## Text extract

This isn't quite right: the front and/or middle iov_len isn't set in
secure mode.  In most cases it's irrelevant but it does cause issues
with code like:

    void *p = buf;
    void *end = buf + len;

    ...
    advance p
    ...

    if (p != end)
            goto bad;

I have folded in the attached incremental.

Thanks,

                Ilya
diff mbox series

Patch

diff --git a/include/linux/ceph/messenger.h b/include/linux/ceph/messenger.h
index ff99ce094cfa..6c6b6ea52bb8 100644
--- a/include/linux/ceph/messenger.h
+++ b/include/linux/ceph/messenger.h
@@ -383,6 +383,10 @@  struct ceph_connection_v2_info {
 	struct ceph_gcm_nonce in_gcm_nonce;
 	struct ceph_gcm_nonce out_gcm_nonce;
 
+	struct page **in_enc_pages;
+	int in_enc_page_cnt;
+	int in_enc_resid;
+	int in_enc_i;
 	struct page **out_enc_pages;
 	int out_enc_page_cnt;
 	int out_enc_resid;
diff --git a/net/ceph/messenger_v2.c b/net/ceph/messenger_v2.c
index c4099b641b38..d34349f112b0 100644
--- a/net/ceph/messenger_v2.c
+++ b/net/ceph/messenger_v2.c
@@ -57,8 +57,9 @@ 
 #define IN_S_HANDLE_CONTROL_REMAINDER	3
 #define IN_S_PREPARE_READ_DATA		4
 #define IN_S_PREPARE_READ_DATA_CONT	5
-#define IN_S_HANDLE_EPILOGUE		6
-#define IN_S_FINISH_SKIP		7
+#define IN_S_PREPARE_READ_ENC_PAGE	6
+#define IN_S_HANDLE_EPILOGUE		7
+#define IN_S_FINISH_SKIP		8
 
 #define OUT_S_QUEUE_DATA		1
 #define OUT_S_QUEUE_DATA_CONT		2
@@ -1032,22 +1033,41 @@  static int decrypt_control_remainder(struct ceph_connection *con)
 			 padded_len(rem_len) + CEPH_GCM_TAG_LEN);
 }
 
-static int decrypt_message(struct ceph_connection *con)
+static int decrypt_tail(struct ceph_connection *con)
 {
+	struct sg_table enc_sgt = {};
 	struct sg_table sgt = {};
+	int tail_len;
 	int ret;
 
+	tail_len = tail_onwire_len(con->in_msg, true);
+	ret = sg_alloc_table_from_pages(&enc_sgt, con->v2.in_enc_pages,
+					con->v2.in_enc_page_cnt, 0, tail_len,
+					GFP_NOIO);
+	if (ret)

## Extracted information
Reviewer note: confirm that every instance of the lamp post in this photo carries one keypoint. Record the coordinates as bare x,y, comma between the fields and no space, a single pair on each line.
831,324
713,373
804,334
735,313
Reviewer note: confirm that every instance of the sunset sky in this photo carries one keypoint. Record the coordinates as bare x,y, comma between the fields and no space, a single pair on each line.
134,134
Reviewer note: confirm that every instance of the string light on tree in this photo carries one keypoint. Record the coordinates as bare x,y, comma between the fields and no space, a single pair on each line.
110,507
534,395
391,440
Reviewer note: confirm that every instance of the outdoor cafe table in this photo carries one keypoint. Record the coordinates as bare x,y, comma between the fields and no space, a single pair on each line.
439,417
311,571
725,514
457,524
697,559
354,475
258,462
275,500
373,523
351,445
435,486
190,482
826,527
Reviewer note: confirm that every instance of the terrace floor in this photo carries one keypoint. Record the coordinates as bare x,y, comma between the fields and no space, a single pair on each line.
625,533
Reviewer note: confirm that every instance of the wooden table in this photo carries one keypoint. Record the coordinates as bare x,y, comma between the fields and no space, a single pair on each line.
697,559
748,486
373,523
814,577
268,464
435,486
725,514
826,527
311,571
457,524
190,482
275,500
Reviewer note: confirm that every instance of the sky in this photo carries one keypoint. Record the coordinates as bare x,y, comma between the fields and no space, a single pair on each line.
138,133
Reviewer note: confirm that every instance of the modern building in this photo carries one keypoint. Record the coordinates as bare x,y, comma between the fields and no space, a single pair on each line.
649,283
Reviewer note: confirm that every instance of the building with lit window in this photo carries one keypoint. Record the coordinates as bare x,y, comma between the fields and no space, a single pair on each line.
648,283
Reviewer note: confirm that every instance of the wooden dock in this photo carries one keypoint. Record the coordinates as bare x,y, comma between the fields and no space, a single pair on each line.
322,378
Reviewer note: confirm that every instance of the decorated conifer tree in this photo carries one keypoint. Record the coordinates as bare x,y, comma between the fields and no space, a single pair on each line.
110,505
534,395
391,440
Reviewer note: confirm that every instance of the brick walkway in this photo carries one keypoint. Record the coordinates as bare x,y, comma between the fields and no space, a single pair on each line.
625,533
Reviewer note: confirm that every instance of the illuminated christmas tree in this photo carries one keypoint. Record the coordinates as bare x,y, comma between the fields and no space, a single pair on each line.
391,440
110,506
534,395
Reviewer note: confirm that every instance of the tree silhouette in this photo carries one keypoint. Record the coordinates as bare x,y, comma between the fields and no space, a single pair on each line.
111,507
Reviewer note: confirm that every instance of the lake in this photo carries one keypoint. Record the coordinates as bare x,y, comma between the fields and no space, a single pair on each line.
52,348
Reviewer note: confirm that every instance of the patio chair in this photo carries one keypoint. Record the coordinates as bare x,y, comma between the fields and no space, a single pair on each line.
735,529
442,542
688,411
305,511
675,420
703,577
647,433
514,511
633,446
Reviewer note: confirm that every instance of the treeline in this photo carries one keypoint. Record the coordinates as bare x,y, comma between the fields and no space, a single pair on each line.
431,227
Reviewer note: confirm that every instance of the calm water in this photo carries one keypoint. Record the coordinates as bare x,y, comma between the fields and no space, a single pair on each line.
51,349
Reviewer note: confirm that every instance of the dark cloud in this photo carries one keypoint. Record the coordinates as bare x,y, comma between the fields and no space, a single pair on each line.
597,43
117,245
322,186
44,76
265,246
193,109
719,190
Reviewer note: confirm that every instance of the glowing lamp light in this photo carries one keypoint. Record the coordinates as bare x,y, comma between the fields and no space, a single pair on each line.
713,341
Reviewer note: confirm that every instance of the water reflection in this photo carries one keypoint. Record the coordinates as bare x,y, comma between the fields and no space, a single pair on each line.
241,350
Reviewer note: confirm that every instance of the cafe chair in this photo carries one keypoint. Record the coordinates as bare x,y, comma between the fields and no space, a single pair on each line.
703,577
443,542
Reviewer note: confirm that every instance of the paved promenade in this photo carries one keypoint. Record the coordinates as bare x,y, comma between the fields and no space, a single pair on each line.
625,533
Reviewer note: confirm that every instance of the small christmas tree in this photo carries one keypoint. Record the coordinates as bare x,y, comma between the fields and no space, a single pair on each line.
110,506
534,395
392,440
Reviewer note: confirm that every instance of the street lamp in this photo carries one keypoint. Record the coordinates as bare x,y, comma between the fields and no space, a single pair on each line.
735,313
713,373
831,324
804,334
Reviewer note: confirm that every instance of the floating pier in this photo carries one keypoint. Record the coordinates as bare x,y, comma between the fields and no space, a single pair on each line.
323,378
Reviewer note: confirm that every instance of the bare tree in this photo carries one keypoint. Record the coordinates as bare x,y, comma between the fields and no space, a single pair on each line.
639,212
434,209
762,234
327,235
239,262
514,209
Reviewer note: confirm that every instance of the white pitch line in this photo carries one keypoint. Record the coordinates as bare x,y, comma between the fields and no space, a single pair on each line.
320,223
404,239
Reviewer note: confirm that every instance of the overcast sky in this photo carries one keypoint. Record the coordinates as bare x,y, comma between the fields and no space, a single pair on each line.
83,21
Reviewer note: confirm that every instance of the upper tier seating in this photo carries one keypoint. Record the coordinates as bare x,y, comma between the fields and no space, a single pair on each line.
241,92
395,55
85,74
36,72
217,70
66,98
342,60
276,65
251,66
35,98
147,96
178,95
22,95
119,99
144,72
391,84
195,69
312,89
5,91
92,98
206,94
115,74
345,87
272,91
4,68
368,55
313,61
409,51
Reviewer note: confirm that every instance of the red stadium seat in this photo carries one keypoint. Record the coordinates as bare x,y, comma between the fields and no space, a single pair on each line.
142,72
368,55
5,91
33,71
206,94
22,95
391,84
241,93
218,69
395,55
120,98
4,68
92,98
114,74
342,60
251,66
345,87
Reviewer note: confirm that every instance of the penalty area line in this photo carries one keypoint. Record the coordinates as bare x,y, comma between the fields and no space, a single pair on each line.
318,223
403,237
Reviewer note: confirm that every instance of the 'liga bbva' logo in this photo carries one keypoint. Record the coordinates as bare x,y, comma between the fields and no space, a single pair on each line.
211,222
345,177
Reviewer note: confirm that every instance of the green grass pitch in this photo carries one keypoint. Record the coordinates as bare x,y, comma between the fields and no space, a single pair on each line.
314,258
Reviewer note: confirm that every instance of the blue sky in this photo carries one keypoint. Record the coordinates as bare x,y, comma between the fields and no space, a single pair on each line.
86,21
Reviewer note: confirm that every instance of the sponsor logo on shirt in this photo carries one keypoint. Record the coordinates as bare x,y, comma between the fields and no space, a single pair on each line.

---

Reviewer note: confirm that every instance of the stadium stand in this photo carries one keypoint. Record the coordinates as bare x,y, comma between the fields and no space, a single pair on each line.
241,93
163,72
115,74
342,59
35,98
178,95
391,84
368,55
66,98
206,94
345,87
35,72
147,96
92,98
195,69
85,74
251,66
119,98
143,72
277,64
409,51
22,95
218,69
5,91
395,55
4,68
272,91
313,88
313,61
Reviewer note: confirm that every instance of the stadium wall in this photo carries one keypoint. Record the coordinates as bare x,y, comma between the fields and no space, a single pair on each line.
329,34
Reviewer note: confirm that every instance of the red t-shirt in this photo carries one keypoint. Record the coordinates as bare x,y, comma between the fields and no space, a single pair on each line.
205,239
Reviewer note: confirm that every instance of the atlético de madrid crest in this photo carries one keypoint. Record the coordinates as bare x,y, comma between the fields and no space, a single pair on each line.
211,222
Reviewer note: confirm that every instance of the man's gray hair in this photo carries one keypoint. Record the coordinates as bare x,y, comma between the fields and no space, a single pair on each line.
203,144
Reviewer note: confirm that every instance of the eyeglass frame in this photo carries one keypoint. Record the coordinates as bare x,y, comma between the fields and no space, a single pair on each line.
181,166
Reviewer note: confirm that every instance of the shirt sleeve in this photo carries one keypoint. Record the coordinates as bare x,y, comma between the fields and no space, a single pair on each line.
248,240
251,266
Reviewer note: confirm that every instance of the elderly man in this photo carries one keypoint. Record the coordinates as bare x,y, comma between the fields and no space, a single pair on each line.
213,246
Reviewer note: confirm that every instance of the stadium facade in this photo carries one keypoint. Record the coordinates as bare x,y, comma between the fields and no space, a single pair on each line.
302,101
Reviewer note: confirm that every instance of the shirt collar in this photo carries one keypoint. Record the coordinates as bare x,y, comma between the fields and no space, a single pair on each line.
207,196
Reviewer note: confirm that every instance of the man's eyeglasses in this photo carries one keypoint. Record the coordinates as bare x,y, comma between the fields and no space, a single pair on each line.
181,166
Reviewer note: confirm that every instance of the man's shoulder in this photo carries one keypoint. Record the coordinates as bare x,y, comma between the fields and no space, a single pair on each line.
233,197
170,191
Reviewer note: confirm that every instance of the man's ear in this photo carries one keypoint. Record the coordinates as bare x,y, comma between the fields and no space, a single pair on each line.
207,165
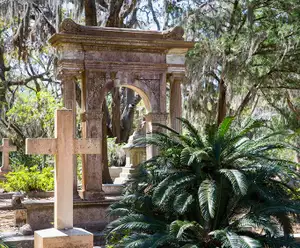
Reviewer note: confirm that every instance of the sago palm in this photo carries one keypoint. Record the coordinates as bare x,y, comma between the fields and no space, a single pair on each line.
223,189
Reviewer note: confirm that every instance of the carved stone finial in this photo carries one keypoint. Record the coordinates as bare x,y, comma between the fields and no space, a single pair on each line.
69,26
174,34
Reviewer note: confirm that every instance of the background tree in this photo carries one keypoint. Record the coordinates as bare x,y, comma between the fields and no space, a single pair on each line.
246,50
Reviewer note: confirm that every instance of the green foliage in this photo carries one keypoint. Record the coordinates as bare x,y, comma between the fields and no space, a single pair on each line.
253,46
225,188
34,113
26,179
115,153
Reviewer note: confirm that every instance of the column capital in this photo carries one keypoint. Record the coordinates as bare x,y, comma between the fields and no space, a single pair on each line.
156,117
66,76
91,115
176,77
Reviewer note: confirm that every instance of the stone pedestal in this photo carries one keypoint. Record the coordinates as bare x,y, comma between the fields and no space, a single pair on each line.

## To do
**A.** Answer these questions about the ceph messenger patch excerpt, one line each:
(i) Which value does the reviewer say isn't set in secure mode?
(ii) What number does the patch assign to IN_S_HANDLE_EPILOGUE?
(iii) Which function does the patch rename to decrypt_tail?
**B.** In the ceph messenger patch excerpt, which fields does the patch add to struct ceph_connection_v2_info?
**C.** Resume the code of the ceph messenger patch excerpt, starting right after its final line, "if (ret)".

## Final answers
**A.**
(i) The front and/or middle iov_len.
(ii) 7.
(iii) decrypt_message.

**B.** in_enc_pages, in_enc_page_cnt, in_enc_resid, in_enc_i

**C.**
+		goto out;
+
 	ret = setup_message_sgs(&sgt, con->in_msg, FRONT_PAD(con->v2.in_buf),
 			MIDDLE_PAD(con->v2.in_buf), DATA_PAD(con->v2.in_buf),
 			con->v2.in_buf, true);
 	if (ret)
 		goto out;
 
-	ret = gcm_crypt(con, false, sgt.sgl, sgt.sgl,
-			tail_onwire_len(con->in_msg, true));
+	dout("%s con %p msg %p enc_page_cnt %d sg_cnt %d\n", __func__, con,
+	     con->in_msg, con->v2.in_enc_page_cnt, sgt.orig_nents);
+	ret = gcm_crypt(con, false, enc_sgt.sgl, sgt.sgl, tail_len);
+	if (ret)
+		goto out;
+
+	WARN_ON(!con->v2.in_enc_page_cnt);
+	ceph_release_page_vector(con->v2.in_enc_pages,
+				 con->v2.in_enc_page_cnt);
+	con->v2.in_enc_pages = NULL;
+	con->v2.in_enc_page_cnt = 0;
 
 out:
 	sg_free_table(&sgt);
+	sg_free_table(&enc_sgt);
 	return ret;
 }
 
@@ -1737,8 +1757,7 @@  static void prepare_read_data(struct ceph_connection *con)
 {
 	struct bio_vec bv;
 
-	if (!con_secure(con))
-		con->in_data_crc = -1;
+	con->in_data_crc = -1;
 	ceph_msg_data_cursor_init(&con->v2.in_cursor, con->in_msg,
 				  data_len(con->in_msg));
 
@@ -1751,11 +1770,10 @@  static void prepare_read_data_cont(struct ceph_connection *con)
 {
 	struct bio_vec bv;
 
-	if (!con_secure(con))
-		con->in_data_crc = ceph_crc32c_page(con->in_data_crc,
-						    con->v2.in_bvec.bv_page,
-						    con->v2.in_bvec.bv_offset,
-						    con->v2.in_bvec.bv_len);
+	con->in_data_crc = ceph_crc32c_page(con->in_data_crc,
+					    con->v2.in_bvec.bv_page,
+					    con->v2.in_bvec.bv_offset,
+					    con->v2.in_bvec.bv_len);
 
 	ceph_msg_data_advance(&con->v2.in_cursor, con->v2.in_bvec.bv_len);
 	if (con->v2.in_cursor.total_resid) {
@@ -1766,21 +1784,100 @@  static void prepare_read_data_cont(struct ceph_connection *con)
 	}
 
 	/*
-	 * We've read all data.  Prepare to read data padding (if any)
-	 * and epilogue.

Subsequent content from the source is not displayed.